>> Begin

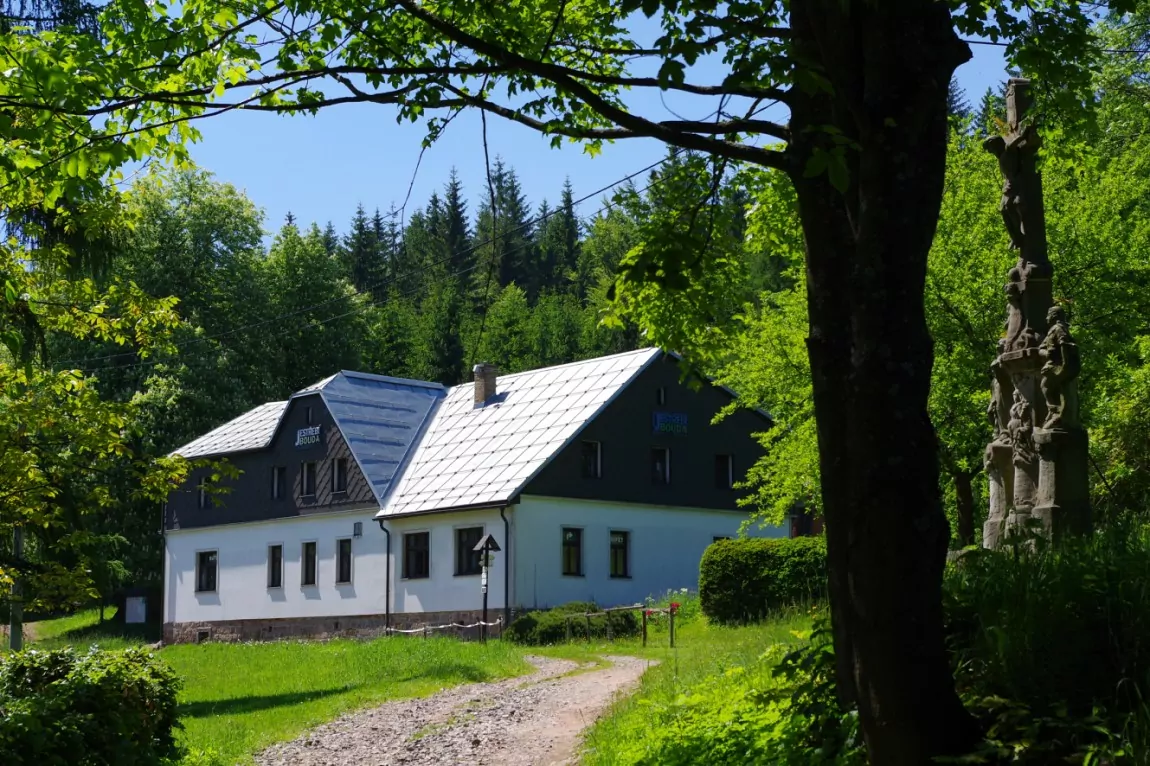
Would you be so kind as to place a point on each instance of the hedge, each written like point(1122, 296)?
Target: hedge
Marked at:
point(744, 580)
point(94, 709)
point(550, 627)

>> End

## [What you will do]
Please give these rows again with "hedge" swapped for "shrub" wherever it occurs and everything else kept the same. Leave the pictures out.

## [Answer below]
Would you be so kind as to place a point on each instance of the shrub, each written like point(1122, 296)?
Target: shrub
Marked at:
point(744, 580)
point(94, 709)
point(550, 627)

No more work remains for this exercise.